◆ **Exercise passage**:

════════════════════

After reinterpreting Nance's complaint as a habeas claim challenging his death sentence altogether, the court of appeals dismissed it, saying federal law regulating habeas corpus forbids successive petitions and Nance has already filed one.

"The two aspects of the circuit court's ruling, when taken together, turn Bucklew into a sham," Kagan wrote. "The Eleventh Circuit did not review that holding because it instead reconstrued the action as a habeas petition. Now that we have held that reconstruction unjustified, the court on remand can address the timeliness question, as well as any others that remain."

Justice Amy Coney Barrett dissented in an opinion joined by Justices Clarence Thomas, Samuel Alito and Neil Gorsuch, agreeing with the Ninth Circuit that a method-of-execution challenge belongs in a federal habeas application.

If Nance successfully argues his case, Justice Barrett wrote, the state of Georgia "will be powerless to carry out his sentence," because lethal injection is the only method allowed in the state. "That makes habeas the right vehicle for Nance's Eighth Amendment challenge."

Matthew S. Hellman, a partner at Jenner & Block LLP who argued before the high court on behalf of Nance in April, said the ruling means "that the courthouse doors will not be closed" for Nance as he challenges the constitutionality of the lethal dose as it applies to him.

"We're very gratified by the court's decision," Hellman told Law360. "The court vindicated the rights of prisoners to bring civil rights actions to challenge how a state carries out executions, and to ensure that a punishment is not cruel and unusual."

Nance said in his Section 1983 complaint in 2020 and in his high court petition filed in September that a prison medical technician told him in 2019 that the executioners would have to cut through his neck because IV access in his arms was not viable.

════════════════════

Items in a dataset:
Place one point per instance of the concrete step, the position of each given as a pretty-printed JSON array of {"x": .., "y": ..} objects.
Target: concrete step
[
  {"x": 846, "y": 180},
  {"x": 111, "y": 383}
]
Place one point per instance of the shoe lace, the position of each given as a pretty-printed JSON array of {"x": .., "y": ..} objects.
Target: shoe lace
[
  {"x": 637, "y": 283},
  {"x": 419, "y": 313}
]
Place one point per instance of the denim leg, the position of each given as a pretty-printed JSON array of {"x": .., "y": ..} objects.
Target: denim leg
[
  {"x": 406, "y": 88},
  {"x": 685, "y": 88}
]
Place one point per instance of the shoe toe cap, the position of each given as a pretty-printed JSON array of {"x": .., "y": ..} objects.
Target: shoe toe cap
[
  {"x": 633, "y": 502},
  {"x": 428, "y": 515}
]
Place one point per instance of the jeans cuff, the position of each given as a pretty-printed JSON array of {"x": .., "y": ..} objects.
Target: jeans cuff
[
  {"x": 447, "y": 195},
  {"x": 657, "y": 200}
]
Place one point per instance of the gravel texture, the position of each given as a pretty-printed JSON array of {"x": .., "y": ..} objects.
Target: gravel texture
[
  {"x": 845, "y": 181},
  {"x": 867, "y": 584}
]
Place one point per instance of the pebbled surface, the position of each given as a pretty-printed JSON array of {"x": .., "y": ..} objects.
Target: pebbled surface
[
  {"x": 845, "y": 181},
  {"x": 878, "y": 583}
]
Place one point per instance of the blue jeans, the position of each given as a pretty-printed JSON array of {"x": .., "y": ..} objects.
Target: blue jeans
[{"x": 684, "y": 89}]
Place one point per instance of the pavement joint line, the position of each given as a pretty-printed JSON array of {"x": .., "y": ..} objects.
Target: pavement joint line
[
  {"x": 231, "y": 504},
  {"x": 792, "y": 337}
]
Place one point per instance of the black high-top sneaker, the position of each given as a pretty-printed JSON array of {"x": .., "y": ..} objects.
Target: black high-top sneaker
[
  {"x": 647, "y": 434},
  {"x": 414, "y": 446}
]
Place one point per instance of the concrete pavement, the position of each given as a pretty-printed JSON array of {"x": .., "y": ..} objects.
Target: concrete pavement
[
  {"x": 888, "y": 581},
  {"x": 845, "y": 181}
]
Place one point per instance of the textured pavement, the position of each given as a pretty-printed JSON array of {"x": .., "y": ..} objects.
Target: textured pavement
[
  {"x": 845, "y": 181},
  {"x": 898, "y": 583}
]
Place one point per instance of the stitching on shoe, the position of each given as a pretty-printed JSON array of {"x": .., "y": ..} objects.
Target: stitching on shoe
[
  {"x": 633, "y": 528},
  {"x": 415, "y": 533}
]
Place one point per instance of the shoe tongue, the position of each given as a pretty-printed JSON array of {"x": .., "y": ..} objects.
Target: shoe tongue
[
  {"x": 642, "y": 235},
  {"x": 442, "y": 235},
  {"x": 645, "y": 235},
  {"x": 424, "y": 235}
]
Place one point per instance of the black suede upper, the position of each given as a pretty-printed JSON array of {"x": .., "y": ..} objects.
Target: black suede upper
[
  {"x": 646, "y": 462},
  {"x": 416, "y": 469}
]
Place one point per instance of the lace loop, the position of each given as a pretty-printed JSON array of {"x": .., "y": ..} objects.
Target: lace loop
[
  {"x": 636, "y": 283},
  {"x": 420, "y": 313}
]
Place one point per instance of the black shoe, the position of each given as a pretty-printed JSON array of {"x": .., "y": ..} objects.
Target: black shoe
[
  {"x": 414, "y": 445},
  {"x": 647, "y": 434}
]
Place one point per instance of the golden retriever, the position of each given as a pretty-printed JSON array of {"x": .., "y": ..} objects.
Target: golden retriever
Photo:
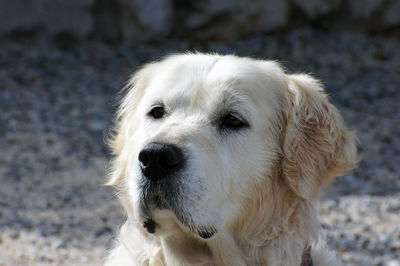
[{"x": 218, "y": 161}]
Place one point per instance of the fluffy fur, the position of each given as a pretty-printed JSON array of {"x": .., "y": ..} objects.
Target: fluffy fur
[{"x": 254, "y": 187}]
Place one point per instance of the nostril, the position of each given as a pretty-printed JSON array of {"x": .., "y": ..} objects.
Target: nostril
[
  {"x": 169, "y": 161},
  {"x": 144, "y": 159},
  {"x": 159, "y": 160}
]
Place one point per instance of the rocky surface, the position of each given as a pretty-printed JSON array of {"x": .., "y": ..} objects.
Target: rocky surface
[{"x": 56, "y": 104}]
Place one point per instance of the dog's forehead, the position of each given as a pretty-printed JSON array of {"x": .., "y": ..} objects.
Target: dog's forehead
[{"x": 206, "y": 81}]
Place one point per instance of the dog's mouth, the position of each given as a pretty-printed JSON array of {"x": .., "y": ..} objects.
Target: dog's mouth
[{"x": 205, "y": 233}]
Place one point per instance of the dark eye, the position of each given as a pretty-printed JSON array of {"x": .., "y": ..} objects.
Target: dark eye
[
  {"x": 232, "y": 122},
  {"x": 157, "y": 112}
]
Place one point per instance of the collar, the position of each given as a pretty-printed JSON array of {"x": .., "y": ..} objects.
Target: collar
[{"x": 306, "y": 259}]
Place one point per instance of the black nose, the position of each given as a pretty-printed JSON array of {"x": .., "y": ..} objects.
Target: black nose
[{"x": 159, "y": 160}]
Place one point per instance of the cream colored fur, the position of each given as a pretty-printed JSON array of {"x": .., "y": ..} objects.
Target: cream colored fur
[{"x": 258, "y": 185}]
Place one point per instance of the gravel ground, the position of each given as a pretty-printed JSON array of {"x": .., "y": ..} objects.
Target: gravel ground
[{"x": 56, "y": 103}]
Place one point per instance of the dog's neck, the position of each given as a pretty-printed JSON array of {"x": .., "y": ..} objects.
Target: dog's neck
[{"x": 275, "y": 244}]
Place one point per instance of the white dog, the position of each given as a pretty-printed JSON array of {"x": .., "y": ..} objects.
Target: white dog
[{"x": 218, "y": 160}]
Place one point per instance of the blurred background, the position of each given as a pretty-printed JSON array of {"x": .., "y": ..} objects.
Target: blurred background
[{"x": 62, "y": 64}]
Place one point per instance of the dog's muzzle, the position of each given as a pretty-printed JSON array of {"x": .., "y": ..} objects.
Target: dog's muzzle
[{"x": 160, "y": 160}]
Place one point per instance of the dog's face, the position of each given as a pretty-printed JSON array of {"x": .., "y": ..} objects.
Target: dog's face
[{"x": 198, "y": 133}]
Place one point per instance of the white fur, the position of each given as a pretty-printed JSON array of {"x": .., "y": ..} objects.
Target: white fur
[{"x": 254, "y": 186}]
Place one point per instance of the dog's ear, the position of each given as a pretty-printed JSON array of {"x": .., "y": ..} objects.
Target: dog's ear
[
  {"x": 317, "y": 146},
  {"x": 124, "y": 125}
]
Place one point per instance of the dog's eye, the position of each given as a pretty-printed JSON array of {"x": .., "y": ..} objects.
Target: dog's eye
[
  {"x": 157, "y": 112},
  {"x": 230, "y": 121}
]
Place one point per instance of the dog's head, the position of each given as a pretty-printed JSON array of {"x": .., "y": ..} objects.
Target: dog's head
[{"x": 199, "y": 136}]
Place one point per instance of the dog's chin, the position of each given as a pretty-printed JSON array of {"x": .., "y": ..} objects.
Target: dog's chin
[{"x": 157, "y": 216}]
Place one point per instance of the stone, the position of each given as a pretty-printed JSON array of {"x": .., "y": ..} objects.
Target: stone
[
  {"x": 375, "y": 15},
  {"x": 145, "y": 20},
  {"x": 317, "y": 8},
  {"x": 72, "y": 17},
  {"x": 19, "y": 15},
  {"x": 228, "y": 19}
]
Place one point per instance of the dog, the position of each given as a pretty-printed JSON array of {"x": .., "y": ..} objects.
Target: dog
[{"x": 218, "y": 160}]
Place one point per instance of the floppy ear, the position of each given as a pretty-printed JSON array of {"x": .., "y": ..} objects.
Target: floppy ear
[{"x": 317, "y": 145}]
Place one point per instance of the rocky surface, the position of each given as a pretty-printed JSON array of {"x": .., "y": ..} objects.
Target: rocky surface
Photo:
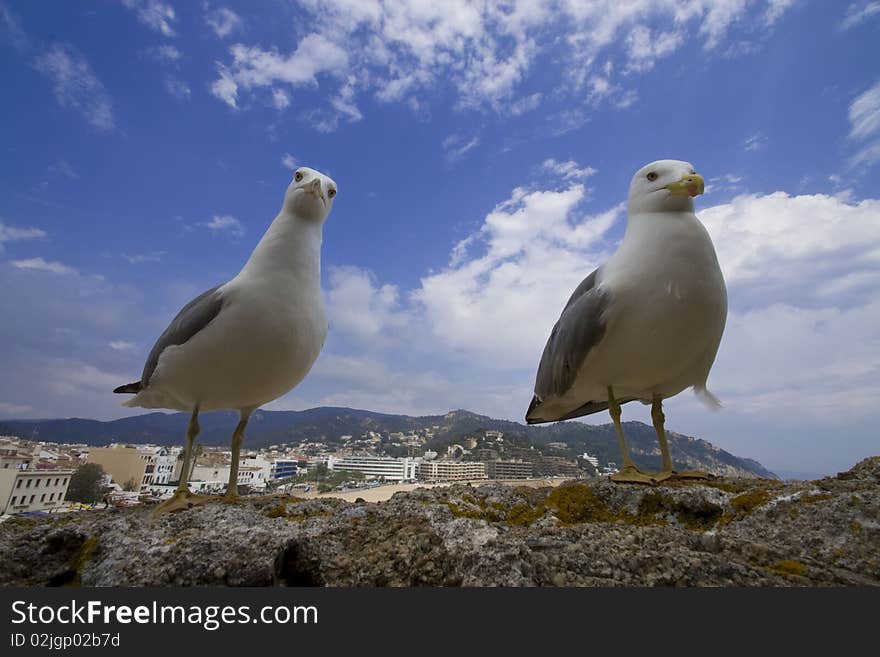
[{"x": 729, "y": 532}]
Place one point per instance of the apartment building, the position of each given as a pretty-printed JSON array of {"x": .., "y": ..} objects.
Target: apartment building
[
  {"x": 451, "y": 470},
  {"x": 32, "y": 490}
]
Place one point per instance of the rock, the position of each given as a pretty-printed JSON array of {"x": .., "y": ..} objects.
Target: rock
[{"x": 727, "y": 532}]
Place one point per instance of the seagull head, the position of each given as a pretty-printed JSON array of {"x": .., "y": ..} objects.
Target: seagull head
[
  {"x": 664, "y": 186},
  {"x": 310, "y": 194}
]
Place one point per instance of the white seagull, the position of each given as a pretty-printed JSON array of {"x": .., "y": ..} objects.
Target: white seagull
[
  {"x": 646, "y": 324},
  {"x": 248, "y": 341}
]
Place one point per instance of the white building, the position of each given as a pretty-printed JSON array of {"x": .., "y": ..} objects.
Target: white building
[
  {"x": 452, "y": 470},
  {"x": 384, "y": 467},
  {"x": 216, "y": 477},
  {"x": 32, "y": 490}
]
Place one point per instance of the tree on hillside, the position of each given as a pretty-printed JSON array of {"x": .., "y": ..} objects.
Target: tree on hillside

════════════════════

◆ **Task to carry out**:
Please answer these questions on the passage about the Nance ruling, one per line:
(a) Which justices joined Justice Amy Coney Barrett's dissent?
(b) At which firm is Matthew S. Hellman a partner?
(c) According to Nance, what did a prison medical technician tell him in 2019?

◆ **Expected output**:
(a) Justices Clarence Thomas, Samuel Alito and Neil Gorsuch.
(b) Jenner & Block LLP.
(c) That the executioners would have to cut through his neck because IV access in his arms was not viable.